→ Task item
The whole listing below is to be output exactly, with no line skipped.

+++ Records for this exercise

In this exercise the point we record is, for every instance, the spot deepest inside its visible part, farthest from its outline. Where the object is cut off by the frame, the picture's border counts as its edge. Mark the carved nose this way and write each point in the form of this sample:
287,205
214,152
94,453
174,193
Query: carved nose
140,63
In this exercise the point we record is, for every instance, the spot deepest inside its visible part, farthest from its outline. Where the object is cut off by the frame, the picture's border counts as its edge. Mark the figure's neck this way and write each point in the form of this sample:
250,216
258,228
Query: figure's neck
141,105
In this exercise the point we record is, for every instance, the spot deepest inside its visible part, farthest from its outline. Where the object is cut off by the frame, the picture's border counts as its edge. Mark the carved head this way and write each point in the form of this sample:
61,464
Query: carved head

++++++

→ Written reply
In this exercise the point we record is, for every instance, the spot deepest inside its visible part, farthest from its outline. Where the object is cut off by the frame, the picture's border counts as its edge. Mark the carved nose this way and write each point in the form of this sample:
287,205
214,152
94,453
174,193
Query: carved nose
140,63
In this exercise the point we record is, for every instance, the spot deepest inside its visible part, farthest from its outline. Where the object is cut off by the frame, the picture's border counts as its edge. Mark the figure's neck this way and write each point in the form of this sample:
250,216
258,228
Query: figure's neck
141,105
In this exercise the point we record is, for every instance, the spot deepest inside its visible part, farthest from its outline. Where the object is cut off by the frame, the picture's border counts as its edge. Mark the carved head this way and write each point in the form of this sample:
61,464
Query: carved head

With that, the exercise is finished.